- _Given request_: Copy out the rows below, swapping every "instance" for "occurrence" and leaving everything else the same.

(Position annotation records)

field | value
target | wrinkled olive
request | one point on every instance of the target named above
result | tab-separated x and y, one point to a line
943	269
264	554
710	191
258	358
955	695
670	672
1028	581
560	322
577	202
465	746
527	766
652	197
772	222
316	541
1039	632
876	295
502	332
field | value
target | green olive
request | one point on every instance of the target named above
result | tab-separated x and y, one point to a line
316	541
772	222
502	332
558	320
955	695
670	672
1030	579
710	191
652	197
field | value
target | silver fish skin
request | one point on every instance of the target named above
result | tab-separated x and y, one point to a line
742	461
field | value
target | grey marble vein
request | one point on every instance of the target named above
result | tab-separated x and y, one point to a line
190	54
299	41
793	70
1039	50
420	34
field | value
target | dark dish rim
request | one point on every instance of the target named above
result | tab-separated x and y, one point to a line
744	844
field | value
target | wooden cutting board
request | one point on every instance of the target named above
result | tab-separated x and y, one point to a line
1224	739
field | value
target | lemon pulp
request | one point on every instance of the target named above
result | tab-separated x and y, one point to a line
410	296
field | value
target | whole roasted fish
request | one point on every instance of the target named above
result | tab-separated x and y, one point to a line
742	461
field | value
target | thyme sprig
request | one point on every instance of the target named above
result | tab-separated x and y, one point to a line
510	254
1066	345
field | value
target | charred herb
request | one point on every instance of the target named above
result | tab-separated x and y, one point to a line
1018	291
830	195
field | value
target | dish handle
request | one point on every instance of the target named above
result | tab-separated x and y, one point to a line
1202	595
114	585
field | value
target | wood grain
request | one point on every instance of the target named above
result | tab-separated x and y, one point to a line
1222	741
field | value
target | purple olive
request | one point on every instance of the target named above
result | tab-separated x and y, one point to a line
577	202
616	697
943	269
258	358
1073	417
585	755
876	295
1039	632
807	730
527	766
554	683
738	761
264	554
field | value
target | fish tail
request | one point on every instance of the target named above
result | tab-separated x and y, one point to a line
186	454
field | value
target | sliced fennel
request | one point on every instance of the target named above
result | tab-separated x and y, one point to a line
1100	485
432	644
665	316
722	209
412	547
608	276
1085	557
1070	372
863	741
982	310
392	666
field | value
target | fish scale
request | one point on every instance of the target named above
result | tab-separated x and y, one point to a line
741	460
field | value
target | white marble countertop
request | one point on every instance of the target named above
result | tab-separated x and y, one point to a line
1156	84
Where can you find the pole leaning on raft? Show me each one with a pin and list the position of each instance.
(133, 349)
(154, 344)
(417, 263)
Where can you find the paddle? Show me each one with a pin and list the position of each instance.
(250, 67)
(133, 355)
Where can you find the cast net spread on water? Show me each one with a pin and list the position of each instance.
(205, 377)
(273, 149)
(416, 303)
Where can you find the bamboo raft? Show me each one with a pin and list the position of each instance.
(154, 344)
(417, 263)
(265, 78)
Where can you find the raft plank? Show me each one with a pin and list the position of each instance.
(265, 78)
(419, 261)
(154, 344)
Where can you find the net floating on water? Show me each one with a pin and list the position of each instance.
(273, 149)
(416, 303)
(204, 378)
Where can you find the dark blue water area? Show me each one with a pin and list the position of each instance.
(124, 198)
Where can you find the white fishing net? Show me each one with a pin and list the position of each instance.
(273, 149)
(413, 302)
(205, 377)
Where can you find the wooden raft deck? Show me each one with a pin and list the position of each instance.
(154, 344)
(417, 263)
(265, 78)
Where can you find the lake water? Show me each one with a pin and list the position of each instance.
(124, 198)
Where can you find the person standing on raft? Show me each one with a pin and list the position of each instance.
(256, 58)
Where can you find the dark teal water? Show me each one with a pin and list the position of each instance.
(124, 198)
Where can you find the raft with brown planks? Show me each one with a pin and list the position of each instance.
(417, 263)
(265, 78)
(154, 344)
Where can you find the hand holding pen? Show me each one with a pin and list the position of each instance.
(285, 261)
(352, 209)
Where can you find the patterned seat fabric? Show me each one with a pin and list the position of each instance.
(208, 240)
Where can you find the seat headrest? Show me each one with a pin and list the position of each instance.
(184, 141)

- _Solved problem_:
field | value
target | wrinkled olive
request | one point on every occurrence of the target named above
result | tab-separated x and y, one point to a line
943	269
264	554
710	191
258	358
955	695
670	672
1028	581
560	322
577	202
465	746
527	766
652	197
772	222
316	541
1039	632
876	295
502	332
field | value
target | green olive
request | one point on every occurrence of the target named above
result | tab-separated x and y, one point to a line
316	541
772	222
502	332
558	320
955	695
670	672
1030	579
710	191
652	197
field | value
target | silver fish skin
request | one point on every occurrence of the target named above
result | tab-separated x and y, one point to a line
742	461
field | value
target | grey marble vein
request | one point on every occurrence of the target named above
result | tab-separated x and y, one point to a line
190	54
299	41
793	70
1039	50
420	34
field | value
target | dark dish rim
request | one point on every occurrence of the target named above
result | tab-separated x and y, one point to a line
744	844
field | value
target | wooden cutting board
request | one point on every occurrence of the target named above
result | tab-separated x and y, one point to a line
1224	739
field | value
target | lemon pulp
request | one point on every occurrence of the target named above
result | tab-separated x and y, one point to a line
410	296
field | value
target | whole roasted fish
request | one point on every occurrence of the target named above
result | tab-separated x and y, one point to a line
742	461
field | value
target | thyme sprig
request | one point on every occurrence of the target named above
result | tab-separated x and y, one point to a line
510	254
1066	345
field | value
target | charred herb
request | one point on every occurrence of the target named above
result | tab-separated x and y, one point to a line
1018	291
830	195
field | value
target | dish handle
request | one point on every occurrence of the target named above
result | tab-separated x and y, one point to a line
1202	595
114	585
field | value
target | wood grain
request | one point on every occurrence of the target named above
result | tab-separated x and y, one point to a line
1222	741
field | value
target | purple olive
request | one point on every occurrence of the target named above
result | tab-separated x and y, one point to a line
577	202
616	697
943	269
258	358
1073	417
585	755
876	295
1039	632
807	730
527	766
554	683
738	761
264	554
field | value
target | fish tail
request | one point on every occurrence of the target named above
result | tab-separated x and y, one point to a line
186	454
field | value
target | sliced fennel
request | one point on every occurrence of the target named above
result | tab-separated x and y, one point to a line
1100	485
432	644
665	316
722	209
412	547
608	276
1085	557
1070	372
863	741
982	310
392	666
field | value
target | fish scale
request | one point on every occurrence of the target named above
result | tab-separated x and y, one point to a line
741	460
field | value
target | white marble countertop
request | one point on every occurrence of the target named above
result | tab-separated x and y, one point to a line
1156	84
Where can you find the pole leaning on raft? Show me each one with a pin and list the position of each occurrence.
(133, 349)
(154, 344)
(417, 263)
Where can you find the paddle? Show me each one with a pin and list the position of each occurrence.
(250, 67)
(133, 355)
Where can you find the cast net spread on water? Show me each one with a pin and list the position of each occurrence.
(205, 377)
(273, 149)
(416, 303)
Where can you find the bamboo raft? Show me each one with a pin and list the position of each occurrence.
(154, 344)
(417, 263)
(265, 78)
Where can you find the raft plank? Show me each one with a pin and list the position of each occurrence.
(265, 78)
(419, 261)
(154, 344)
Where can you find the net floating on water? Show me each one with a pin and list the position of each occurrence.
(273, 149)
(416, 303)
(204, 378)
Where can you find the dark blue water area? Show me each one with a pin and list the position of each occurrence.
(124, 198)
Where can you find the white fishing net? Show me each one with a pin and list the position of each occurrence.
(273, 149)
(413, 302)
(205, 377)
Where can you find the wooden raft deck? Show me each one with a pin and list the position of each occurrence.
(154, 344)
(417, 263)
(265, 78)
Where can you find the lake water? Show me each one with a pin and list the position of each occurrence.
(124, 198)
Where can you find the person standing on raft? Show me each one with a pin and list the position of each occurrence.
(256, 58)
Where can you find the dark teal water? Show me each one with a pin and list the position of each occurrence.
(124, 198)
Where can you find the raft with brown planks? Show me each one with a pin and list the position of each occurrence.
(417, 263)
(265, 78)
(154, 344)
Where can you find the hand holding pen? Show me each one with a pin and list the position of each occurrence.
(285, 261)
(352, 209)
Where can you find the patterned seat fabric? Show me each one with a pin and list the position of each occurrence.
(208, 240)
Where can you find the seat headrest? Show me each one with a pin and list the position of each occurrence.
(184, 141)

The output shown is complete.